TASK DETAILS:
Report only the number of lines in the items below that contain the string "black". A match counts only when its letter case is identical.

DATASET EXCERPTS:

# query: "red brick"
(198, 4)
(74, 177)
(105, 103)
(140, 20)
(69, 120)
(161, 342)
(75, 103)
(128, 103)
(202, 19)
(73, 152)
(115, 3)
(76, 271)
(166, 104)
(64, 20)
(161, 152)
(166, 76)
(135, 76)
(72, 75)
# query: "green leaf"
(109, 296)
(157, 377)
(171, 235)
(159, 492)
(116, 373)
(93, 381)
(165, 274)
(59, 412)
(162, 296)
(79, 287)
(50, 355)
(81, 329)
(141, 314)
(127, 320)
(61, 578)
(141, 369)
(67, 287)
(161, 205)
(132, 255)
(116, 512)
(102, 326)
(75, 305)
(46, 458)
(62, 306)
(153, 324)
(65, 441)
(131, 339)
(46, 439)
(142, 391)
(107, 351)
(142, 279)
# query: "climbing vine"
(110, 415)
* * *
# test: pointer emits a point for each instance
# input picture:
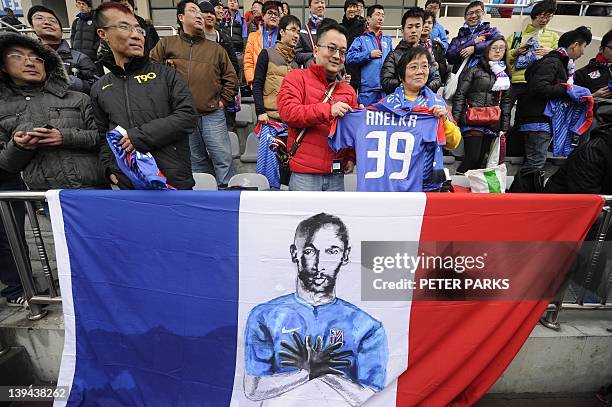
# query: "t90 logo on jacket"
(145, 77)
--
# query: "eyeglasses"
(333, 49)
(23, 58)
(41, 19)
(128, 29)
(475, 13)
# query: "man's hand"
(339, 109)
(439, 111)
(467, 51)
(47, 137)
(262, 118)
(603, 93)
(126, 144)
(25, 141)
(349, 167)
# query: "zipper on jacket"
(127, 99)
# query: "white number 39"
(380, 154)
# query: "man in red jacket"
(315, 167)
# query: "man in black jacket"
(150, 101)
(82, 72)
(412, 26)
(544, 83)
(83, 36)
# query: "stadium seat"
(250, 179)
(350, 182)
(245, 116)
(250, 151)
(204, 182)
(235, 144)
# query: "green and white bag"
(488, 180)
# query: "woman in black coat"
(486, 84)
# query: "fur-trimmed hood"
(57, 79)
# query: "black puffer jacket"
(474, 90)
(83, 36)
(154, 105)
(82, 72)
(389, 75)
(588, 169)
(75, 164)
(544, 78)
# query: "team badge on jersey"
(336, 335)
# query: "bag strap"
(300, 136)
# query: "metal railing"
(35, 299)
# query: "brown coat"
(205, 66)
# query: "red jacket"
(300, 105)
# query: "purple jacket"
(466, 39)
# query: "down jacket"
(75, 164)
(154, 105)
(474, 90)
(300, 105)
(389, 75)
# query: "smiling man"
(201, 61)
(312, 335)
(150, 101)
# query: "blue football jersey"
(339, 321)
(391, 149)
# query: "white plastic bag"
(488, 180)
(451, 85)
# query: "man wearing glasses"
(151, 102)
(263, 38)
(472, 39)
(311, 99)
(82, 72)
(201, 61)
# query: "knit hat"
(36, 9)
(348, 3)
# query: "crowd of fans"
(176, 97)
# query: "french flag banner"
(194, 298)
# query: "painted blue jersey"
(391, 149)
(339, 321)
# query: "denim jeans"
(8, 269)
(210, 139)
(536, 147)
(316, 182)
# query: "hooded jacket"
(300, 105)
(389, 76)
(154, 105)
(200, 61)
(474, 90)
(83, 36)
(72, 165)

RESULT FOR THIS EXERCISE:
3